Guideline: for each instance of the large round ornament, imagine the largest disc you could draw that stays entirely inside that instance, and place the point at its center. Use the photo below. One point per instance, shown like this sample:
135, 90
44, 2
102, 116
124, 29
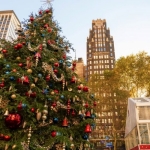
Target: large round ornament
55, 120
29, 71
53, 133
13, 96
7, 137
85, 136
13, 120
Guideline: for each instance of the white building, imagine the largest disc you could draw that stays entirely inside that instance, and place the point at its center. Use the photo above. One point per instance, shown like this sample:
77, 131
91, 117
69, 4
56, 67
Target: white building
8, 23
137, 132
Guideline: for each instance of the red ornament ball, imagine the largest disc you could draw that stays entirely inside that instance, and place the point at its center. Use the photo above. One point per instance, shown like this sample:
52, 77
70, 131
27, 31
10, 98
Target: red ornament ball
79, 87
19, 45
74, 64
64, 56
40, 12
23, 43
55, 71
4, 51
53, 133
47, 11
1, 136
7, 137
2, 85
15, 47
13, 120
56, 64
33, 110
47, 78
85, 89
31, 18
20, 64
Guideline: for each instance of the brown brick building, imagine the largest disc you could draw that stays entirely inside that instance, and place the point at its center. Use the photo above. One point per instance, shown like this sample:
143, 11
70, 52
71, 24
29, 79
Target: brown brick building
80, 68
100, 49
100, 57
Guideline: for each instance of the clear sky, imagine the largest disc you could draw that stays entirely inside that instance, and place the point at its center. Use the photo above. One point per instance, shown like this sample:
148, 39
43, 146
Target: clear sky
128, 20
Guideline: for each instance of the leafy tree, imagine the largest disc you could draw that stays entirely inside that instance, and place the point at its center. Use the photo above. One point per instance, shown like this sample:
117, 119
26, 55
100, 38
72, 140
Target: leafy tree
43, 105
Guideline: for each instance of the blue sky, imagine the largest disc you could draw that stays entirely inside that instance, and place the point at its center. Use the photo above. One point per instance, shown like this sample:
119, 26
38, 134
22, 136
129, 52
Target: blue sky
128, 20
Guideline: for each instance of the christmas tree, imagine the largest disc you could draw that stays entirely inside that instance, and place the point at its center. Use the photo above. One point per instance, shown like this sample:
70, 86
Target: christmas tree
43, 103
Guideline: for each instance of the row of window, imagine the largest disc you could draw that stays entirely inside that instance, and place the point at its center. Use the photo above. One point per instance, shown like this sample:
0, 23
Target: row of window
5, 17
101, 61
99, 71
100, 44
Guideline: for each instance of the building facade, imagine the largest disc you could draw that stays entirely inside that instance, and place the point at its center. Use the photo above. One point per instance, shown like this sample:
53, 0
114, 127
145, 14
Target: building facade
137, 132
80, 68
9, 22
100, 49
101, 57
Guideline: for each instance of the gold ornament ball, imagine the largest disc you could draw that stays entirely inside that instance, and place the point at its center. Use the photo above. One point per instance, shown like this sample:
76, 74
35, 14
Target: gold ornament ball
13, 96
52, 93
18, 58
32, 85
14, 146
29, 71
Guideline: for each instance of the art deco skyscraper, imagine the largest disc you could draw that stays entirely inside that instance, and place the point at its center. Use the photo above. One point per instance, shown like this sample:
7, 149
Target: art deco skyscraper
100, 48
8, 23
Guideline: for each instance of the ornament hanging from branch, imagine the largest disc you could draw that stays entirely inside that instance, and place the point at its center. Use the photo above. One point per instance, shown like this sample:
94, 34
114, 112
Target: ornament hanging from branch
47, 3
49, 68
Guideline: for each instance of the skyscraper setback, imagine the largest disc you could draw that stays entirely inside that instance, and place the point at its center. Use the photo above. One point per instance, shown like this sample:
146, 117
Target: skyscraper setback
9, 22
100, 48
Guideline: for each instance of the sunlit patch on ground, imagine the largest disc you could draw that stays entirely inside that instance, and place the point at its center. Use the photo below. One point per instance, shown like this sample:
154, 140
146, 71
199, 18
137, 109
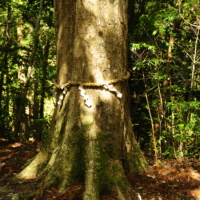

..........

* **WHAT NEEDS TO BE DONE**
How many lines in the material above contain the word "facade"? Reply with the number alone.

* **FINAL RESULT**
2